TASK DESCRIPTION
The records below must be retyped exactly.

DATA SHOWN

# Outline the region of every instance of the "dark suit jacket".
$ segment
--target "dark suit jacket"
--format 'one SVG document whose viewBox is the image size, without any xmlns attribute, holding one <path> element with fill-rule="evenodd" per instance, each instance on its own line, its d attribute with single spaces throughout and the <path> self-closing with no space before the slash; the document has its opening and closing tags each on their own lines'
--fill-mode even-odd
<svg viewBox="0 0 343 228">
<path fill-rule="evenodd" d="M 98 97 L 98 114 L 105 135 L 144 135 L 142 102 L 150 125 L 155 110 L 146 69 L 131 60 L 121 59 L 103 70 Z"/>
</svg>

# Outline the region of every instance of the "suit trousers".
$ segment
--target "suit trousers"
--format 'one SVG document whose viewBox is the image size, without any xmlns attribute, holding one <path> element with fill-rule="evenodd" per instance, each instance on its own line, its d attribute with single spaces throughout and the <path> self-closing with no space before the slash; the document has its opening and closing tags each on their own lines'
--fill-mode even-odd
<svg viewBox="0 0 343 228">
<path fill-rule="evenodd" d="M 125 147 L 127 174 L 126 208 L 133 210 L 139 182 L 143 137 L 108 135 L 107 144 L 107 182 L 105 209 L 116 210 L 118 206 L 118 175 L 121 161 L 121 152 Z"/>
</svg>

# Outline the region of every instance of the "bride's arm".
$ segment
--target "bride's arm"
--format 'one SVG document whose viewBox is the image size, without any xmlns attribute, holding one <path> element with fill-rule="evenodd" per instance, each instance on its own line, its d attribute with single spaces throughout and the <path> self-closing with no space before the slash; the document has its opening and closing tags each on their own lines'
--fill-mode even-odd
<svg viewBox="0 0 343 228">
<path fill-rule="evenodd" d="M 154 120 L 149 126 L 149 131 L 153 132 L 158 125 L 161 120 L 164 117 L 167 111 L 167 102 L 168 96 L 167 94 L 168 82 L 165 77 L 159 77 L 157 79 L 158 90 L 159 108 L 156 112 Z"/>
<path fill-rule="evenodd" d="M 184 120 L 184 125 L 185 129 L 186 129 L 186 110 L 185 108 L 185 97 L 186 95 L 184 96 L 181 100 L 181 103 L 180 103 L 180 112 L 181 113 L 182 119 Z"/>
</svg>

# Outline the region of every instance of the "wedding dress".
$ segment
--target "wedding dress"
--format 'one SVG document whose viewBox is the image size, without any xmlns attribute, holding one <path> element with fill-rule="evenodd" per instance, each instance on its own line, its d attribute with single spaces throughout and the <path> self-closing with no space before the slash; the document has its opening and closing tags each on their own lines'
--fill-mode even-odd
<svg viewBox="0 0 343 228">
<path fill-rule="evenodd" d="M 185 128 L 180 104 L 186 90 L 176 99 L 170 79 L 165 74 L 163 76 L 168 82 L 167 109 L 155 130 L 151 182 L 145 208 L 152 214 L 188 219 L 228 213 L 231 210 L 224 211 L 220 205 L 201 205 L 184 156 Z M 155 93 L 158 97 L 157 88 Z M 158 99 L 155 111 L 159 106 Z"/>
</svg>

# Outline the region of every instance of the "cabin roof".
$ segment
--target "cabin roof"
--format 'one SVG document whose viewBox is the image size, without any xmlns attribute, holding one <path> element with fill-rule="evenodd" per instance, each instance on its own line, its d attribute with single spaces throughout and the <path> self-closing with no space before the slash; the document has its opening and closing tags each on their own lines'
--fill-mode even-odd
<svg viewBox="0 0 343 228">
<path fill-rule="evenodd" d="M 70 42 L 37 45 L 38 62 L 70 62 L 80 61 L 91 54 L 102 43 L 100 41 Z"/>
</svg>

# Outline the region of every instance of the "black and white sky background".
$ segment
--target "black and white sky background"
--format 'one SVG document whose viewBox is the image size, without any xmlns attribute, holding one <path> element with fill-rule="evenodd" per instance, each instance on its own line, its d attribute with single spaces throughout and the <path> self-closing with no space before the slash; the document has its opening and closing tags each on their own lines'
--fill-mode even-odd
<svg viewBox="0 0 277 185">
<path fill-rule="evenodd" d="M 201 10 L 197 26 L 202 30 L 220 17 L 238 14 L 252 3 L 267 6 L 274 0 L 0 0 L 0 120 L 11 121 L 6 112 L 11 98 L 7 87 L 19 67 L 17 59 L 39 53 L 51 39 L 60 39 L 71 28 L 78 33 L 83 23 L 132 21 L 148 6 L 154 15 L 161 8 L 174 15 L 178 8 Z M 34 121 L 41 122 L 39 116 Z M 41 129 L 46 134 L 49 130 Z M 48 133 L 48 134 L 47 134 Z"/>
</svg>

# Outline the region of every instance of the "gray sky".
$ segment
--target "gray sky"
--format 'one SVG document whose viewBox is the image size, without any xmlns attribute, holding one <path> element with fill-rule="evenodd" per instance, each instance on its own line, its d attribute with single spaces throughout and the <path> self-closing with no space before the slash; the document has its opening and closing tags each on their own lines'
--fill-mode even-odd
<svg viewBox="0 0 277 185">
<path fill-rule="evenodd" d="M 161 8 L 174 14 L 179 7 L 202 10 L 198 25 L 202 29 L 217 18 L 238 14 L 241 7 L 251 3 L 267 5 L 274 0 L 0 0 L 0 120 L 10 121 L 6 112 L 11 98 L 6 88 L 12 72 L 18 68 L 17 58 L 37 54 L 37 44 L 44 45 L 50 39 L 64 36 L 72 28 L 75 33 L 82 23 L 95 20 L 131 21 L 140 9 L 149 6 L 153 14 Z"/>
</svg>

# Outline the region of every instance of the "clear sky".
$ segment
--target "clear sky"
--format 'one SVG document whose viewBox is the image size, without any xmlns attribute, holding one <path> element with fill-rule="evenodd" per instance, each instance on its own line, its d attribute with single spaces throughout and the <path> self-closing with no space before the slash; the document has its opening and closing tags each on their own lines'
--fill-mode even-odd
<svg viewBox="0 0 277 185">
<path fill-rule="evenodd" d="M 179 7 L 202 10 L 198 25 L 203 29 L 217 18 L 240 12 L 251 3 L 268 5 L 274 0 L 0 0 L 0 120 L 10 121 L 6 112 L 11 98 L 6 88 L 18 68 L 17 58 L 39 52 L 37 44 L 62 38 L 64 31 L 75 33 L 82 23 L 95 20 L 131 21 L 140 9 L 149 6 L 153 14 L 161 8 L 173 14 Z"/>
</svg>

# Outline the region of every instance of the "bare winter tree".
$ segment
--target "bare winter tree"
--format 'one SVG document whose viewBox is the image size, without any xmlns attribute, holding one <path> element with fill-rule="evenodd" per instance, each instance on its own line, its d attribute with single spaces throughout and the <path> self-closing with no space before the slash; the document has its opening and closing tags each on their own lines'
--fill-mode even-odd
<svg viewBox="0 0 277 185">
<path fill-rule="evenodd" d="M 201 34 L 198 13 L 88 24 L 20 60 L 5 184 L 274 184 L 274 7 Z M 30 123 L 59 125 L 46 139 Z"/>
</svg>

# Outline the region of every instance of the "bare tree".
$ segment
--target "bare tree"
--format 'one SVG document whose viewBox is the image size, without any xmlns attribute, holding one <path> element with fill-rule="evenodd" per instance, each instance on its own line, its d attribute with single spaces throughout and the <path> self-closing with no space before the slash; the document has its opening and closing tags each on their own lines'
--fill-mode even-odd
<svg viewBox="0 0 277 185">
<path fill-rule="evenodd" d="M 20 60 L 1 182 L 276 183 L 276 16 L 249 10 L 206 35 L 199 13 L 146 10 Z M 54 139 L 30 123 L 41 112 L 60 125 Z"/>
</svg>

SOLUTION TO THIS EXERCISE
# Outline the region of every instance of the "dark suit jacket".
$ segment
--target "dark suit jacket"
--format 'one SVG document whose viewBox is the image size, without any xmlns attribute, holding one <path> element with fill-rule="evenodd" per instance, each instance on its own line, its d attribute with single spaces throughout and the <path> self-closing with no space before the slash; the document has its opening and closing tags each on their own lines'
--fill-mode even-odd
<svg viewBox="0 0 343 228">
<path fill-rule="evenodd" d="M 98 97 L 98 114 L 105 135 L 144 135 L 142 102 L 150 125 L 155 110 L 146 69 L 131 60 L 121 59 L 103 70 Z"/>
</svg>

# Outline the region of every instance of the "suit trousers".
$ segment
--target "suit trousers"
--format 'one SVG document whose viewBox is the image size, without any xmlns attribute, holding one <path> element with fill-rule="evenodd" per instance, each instance on its own line, its d attribute with single spaces throughout and the <path> self-closing with no space before the slash; the document has its opening and closing tags each on their own lines'
--fill-mode even-odd
<svg viewBox="0 0 343 228">
<path fill-rule="evenodd" d="M 125 147 L 127 174 L 126 208 L 133 210 L 139 182 L 143 137 L 108 135 L 107 144 L 107 182 L 105 209 L 116 210 L 118 206 L 118 175 L 121 161 L 121 152 Z"/>
</svg>

# Outline the region of every instance of the "bride's arm".
$ segment
--target "bride's arm"
--format 'one SVG document whose viewBox is the image size, without any xmlns attribute, holding one <path> element with fill-rule="evenodd" per instance, each instance on its own line, its d attribute with single spaces throughout and the <path> self-closing with no space before the slash; the document has its opening and closing tags each on their own lines'
--fill-mode even-odd
<svg viewBox="0 0 343 228">
<path fill-rule="evenodd" d="M 154 120 L 149 126 L 149 131 L 153 132 L 158 125 L 161 120 L 164 117 L 167 111 L 167 102 L 168 96 L 167 94 L 168 82 L 165 77 L 159 77 L 157 79 L 158 90 L 159 108 L 156 112 Z"/>
<path fill-rule="evenodd" d="M 184 120 L 184 125 L 185 129 L 186 129 L 186 110 L 185 108 L 185 97 L 186 95 L 184 96 L 181 100 L 181 103 L 180 103 L 180 112 L 181 113 L 182 119 Z"/>
</svg>

# Outline the region of every instance of the "wedding dress".
$ segment
--target "wedding dress"
--format 'one SVG document whose viewBox is the image size, without any xmlns attribute, holding one <path> element with fill-rule="evenodd" per instance, each instance on its own line, its d attribute with single spaces throughout and the <path> self-closing with no space before the slash; the document has its opening and closing tags each on their own lines'
--fill-mode even-odd
<svg viewBox="0 0 343 228">
<path fill-rule="evenodd" d="M 185 128 L 180 104 L 186 90 L 176 99 L 170 79 L 165 74 L 163 76 L 168 82 L 167 109 L 155 130 L 151 182 L 145 208 L 152 214 L 188 219 L 228 213 L 231 210 L 224 211 L 220 205 L 201 205 L 184 156 Z M 155 93 L 158 97 L 157 88 Z M 158 99 L 155 111 L 159 106 Z"/>
</svg>

# Outline the region of every instance of the "cabin roof".
$ segment
--target "cabin roof"
--format 'one SVG document whose viewBox is the image size, without any xmlns attribute, holding one <path> element with fill-rule="evenodd" per instance, each instance on its own line, its d attribute with single spaces throughout and the <path> self-closing with no space before the slash; the document has its opening and closing tags each on their own lines'
--fill-mode even-odd
<svg viewBox="0 0 343 228">
<path fill-rule="evenodd" d="M 70 42 L 37 45 L 38 62 L 70 62 L 80 61 L 91 54 L 102 43 L 100 41 Z"/>
</svg>

# Outline the region of every instance of the "black and white sky background".
$ segment
--target "black and white sky background"
--format 'one SVG document whose viewBox is the image size, without any xmlns attribute, holding one <path> element with fill-rule="evenodd" per instance, each instance on its own line, its d attribute with single spaces throughout and the <path> self-closing with no space before the slash; the document has its opening and closing tags each on their own lines'
--fill-mode even-odd
<svg viewBox="0 0 277 185">
<path fill-rule="evenodd" d="M 201 10 L 197 26 L 202 30 L 220 17 L 238 14 L 252 3 L 267 6 L 274 0 L 0 0 L 0 120 L 11 121 L 6 112 L 11 98 L 7 87 L 19 67 L 17 59 L 39 53 L 51 39 L 60 39 L 71 28 L 78 33 L 83 23 L 132 21 L 148 6 L 154 15 L 161 8 L 174 15 L 178 8 Z M 34 121 L 41 122 L 39 116 Z M 41 129 L 46 134 L 49 130 Z M 48 133 L 48 134 L 47 134 Z"/>
</svg>

# Outline the region of every instance of the "gray sky".
$ segment
--target "gray sky"
--format 'one SVG document whose viewBox is the image size, without any xmlns attribute, holding one <path> element with fill-rule="evenodd" per instance, each instance on its own line, its d attribute with single spaces throughout and the <path> self-closing with no space before the slash; the document has its opening and closing tags each on their own lines'
--fill-mode even-odd
<svg viewBox="0 0 277 185">
<path fill-rule="evenodd" d="M 161 8 L 174 14 L 179 7 L 202 10 L 198 25 L 202 29 L 217 18 L 238 14 L 241 7 L 251 3 L 267 5 L 274 0 L 0 0 L 0 120 L 10 121 L 6 112 L 11 98 L 6 88 L 12 72 L 18 68 L 17 58 L 37 54 L 37 44 L 44 45 L 50 39 L 64 36 L 72 28 L 75 33 L 82 23 L 95 20 L 131 21 L 140 9 L 149 6 L 153 14 Z"/>
</svg>

# Outline the region of every instance of the "clear sky".
$ segment
--target "clear sky"
--format 'one SVG document whose viewBox is the image size, without any xmlns attribute, holding one <path> element with fill-rule="evenodd" per instance, each instance on its own line, its d attribute with single spaces throughout and the <path> self-closing with no space before the slash; the document has its opening and closing tags each on their own lines'
--fill-mode even-odd
<svg viewBox="0 0 277 185">
<path fill-rule="evenodd" d="M 179 7 L 202 10 L 198 25 L 203 29 L 217 18 L 240 12 L 251 3 L 268 5 L 274 0 L 0 0 L 0 120 L 10 121 L 6 112 L 11 98 L 6 88 L 18 68 L 17 58 L 39 52 L 37 44 L 62 38 L 64 31 L 75 33 L 82 23 L 95 20 L 131 21 L 140 9 L 149 6 L 153 14 L 161 8 L 173 14 Z"/>
</svg>

# Outline the region of every instance of the "bare winter tree".
$ segment
--target "bare winter tree"
--format 'one SVG document whose viewBox is the image size, without any xmlns attribute, holding one <path> element with fill-rule="evenodd" per instance, each instance on its own line, its d attribute with single spaces throughout and the <path> self-closing with no space before the slash; the document has its opening and closing tags each on their own lines'
--fill-mode even-odd
<svg viewBox="0 0 277 185">
<path fill-rule="evenodd" d="M 201 34 L 198 13 L 88 24 L 20 60 L 5 184 L 274 184 L 274 7 Z M 30 123 L 59 125 L 46 139 Z"/>
</svg>

# Outline the region of every instance of the "bare tree".
$ segment
--target "bare tree"
--format 'one SVG document whose viewBox is the image size, without any xmlns attribute, holding one <path> element with fill-rule="evenodd" per instance, each instance on its own line, its d attribute with single spaces throughout and the <path> self-closing with no space before the slash; the document has its opening and closing tags each on their own lines'
--fill-mode even-odd
<svg viewBox="0 0 277 185">
<path fill-rule="evenodd" d="M 20 60 L 1 182 L 276 183 L 276 16 L 249 10 L 206 35 L 199 13 L 146 10 Z M 54 139 L 30 123 L 41 112 L 60 125 Z"/>
</svg>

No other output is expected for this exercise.